--- Выбранный отрывок ---
------------------------------------------------------------------------
Воображая город: Введение в теорию концептуализации — страница 19 из 53

Та легкость, с которой можно мгновенно придумать менталистские объяснения, является, возможно, лучшим индикатором того, как мало внимания они заслуживают.

Б. Ф. Скиннер

Сегодня понятие «фрейм» чаще всего используется в двух значениях, которые с известной долей условности можно охарактеризовать как «когнитивно-лингвистический» и «психолого-социологический». Согласно лингвистическому определению, предложенному в когнитивно-ориентированной семантике, фрейм представляет собой когнитивную структуру, рассматриваемую как иерархически выстроенная система знаний об обозначаемом [Цурикова 2001: 145]. Данная структура является «максимально обобщенным схематизированным представлением об основании значения, …схемой образа, лежащей в его основе» [Белявская 1991: 83–84]. Это определение восходит к работе Марвина Минского «Фреймы для представления знаний» [Минский 1979]. Отсюда берет начало исследование проблемы фреймов человеческой памяти, мышления и коммуникации в современной когнитивной психологии [Солсо 1996].
------------------------------------------------------------------------
--- Фрагмент источника ---
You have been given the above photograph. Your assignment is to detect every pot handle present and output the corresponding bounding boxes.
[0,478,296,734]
------------------------------------------------------------------------
--- Задание ---
Переведите на английский язык это предложение из отрывка о фреймах: «Сегодня понятие «фрейм» чаще всего используется в двух значениях, которые с известной долей условности можно охарактеризовать как «когнитивно-лингвистический» и «психолого-социологический».»

--- Ответ к заданию ---
Today the concept of a "frame" is most often used in two senses, which, with a certain degree of convention, can be characterized as "cognitive-linguistic" and "psycho-sociological."